---------- Dataset records ----------

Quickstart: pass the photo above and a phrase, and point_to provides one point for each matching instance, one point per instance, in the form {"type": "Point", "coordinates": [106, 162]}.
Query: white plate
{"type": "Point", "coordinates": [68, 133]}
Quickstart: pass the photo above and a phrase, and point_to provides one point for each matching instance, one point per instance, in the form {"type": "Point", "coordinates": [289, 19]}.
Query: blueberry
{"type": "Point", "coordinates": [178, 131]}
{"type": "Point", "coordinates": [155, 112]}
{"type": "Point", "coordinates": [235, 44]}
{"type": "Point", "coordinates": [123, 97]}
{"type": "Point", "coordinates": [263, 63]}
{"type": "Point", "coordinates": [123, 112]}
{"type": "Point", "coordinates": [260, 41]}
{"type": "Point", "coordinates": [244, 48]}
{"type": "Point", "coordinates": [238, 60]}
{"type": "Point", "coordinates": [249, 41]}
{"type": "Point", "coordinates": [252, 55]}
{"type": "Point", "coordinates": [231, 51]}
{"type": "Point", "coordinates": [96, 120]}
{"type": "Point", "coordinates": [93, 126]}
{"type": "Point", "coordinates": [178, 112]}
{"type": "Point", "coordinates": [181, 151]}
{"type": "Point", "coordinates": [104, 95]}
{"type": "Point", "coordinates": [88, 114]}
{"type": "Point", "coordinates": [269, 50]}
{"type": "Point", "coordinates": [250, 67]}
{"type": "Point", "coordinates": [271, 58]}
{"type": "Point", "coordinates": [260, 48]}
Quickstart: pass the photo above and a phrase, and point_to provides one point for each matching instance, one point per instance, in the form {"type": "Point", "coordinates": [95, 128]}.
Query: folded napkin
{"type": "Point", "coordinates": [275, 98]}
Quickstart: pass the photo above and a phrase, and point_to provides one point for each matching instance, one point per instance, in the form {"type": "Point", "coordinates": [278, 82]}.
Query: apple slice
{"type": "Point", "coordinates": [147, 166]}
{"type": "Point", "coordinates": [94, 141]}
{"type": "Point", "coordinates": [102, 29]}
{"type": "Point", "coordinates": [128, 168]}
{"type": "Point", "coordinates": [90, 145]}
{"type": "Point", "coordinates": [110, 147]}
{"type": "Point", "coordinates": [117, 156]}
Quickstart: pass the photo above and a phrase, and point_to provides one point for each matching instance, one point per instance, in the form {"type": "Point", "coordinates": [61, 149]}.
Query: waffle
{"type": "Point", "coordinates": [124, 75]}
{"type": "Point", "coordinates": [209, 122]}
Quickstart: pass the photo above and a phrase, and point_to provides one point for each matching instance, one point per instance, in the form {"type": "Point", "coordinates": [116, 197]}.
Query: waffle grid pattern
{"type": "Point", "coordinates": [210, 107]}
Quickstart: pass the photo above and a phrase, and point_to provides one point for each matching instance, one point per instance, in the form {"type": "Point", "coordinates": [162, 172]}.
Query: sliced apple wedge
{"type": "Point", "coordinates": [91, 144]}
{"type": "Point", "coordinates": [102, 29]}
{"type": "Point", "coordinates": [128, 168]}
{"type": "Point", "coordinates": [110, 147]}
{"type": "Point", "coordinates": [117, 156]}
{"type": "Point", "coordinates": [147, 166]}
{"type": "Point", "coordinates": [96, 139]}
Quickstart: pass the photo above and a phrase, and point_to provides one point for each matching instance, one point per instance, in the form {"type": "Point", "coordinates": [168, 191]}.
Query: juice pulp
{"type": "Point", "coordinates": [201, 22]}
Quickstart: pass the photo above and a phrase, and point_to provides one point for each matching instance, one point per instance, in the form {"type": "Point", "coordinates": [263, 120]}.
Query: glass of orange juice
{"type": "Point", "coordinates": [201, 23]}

----------

== Job ==
Which rows above contain the string "juice", with case counting? List each of those rows in full.

== Result for this exercise ==
Query: juice pulp
Query: glass of orange juice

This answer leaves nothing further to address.